### REQUIREMENTS
Count the lines in the records below that contain the string "tree", and reply with only that number.

▽

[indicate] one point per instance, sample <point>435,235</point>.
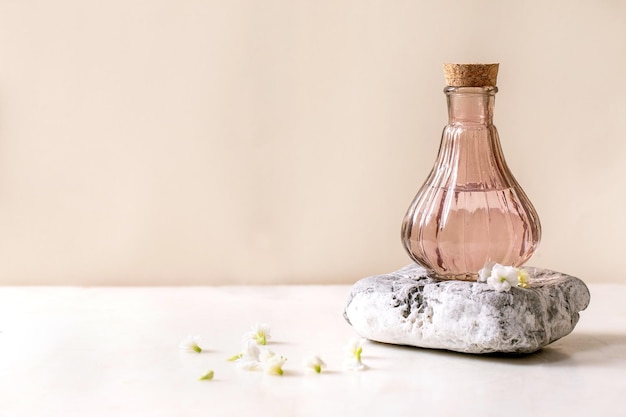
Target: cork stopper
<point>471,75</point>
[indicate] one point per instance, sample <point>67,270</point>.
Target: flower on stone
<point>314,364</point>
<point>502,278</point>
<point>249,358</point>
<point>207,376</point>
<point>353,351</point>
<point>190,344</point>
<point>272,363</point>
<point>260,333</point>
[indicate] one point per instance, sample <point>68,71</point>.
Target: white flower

△
▽

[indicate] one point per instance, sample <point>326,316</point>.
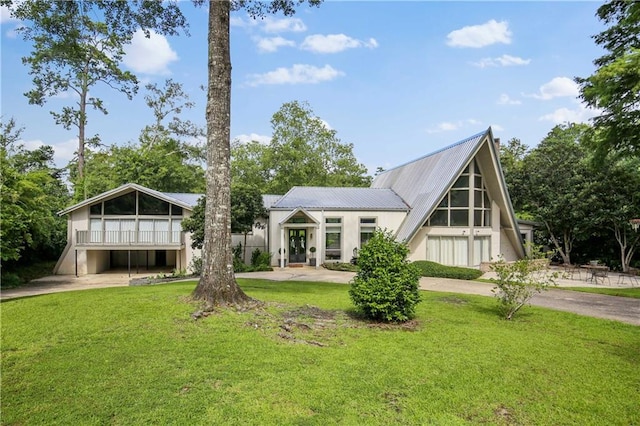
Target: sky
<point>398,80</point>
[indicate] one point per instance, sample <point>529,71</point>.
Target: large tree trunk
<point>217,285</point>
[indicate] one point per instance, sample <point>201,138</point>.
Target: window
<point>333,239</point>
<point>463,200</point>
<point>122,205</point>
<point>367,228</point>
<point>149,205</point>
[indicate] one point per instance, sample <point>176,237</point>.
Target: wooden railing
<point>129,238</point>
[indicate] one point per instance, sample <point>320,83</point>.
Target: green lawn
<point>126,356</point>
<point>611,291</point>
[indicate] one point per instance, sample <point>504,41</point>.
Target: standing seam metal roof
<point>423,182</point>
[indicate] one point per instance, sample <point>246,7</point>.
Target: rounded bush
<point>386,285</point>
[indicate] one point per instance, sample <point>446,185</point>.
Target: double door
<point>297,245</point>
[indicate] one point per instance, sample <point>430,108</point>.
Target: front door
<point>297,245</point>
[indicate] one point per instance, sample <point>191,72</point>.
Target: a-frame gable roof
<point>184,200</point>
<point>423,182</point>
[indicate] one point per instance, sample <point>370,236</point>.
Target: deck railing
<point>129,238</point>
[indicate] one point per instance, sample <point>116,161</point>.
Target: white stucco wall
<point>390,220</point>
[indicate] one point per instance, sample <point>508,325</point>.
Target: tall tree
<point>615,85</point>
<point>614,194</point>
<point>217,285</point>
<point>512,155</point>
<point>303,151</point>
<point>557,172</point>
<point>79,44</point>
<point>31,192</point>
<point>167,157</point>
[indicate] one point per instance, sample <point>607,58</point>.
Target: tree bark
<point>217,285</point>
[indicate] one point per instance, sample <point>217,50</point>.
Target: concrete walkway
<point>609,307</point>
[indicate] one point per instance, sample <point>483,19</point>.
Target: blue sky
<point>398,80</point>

△

### REPLY TO THE TASK
3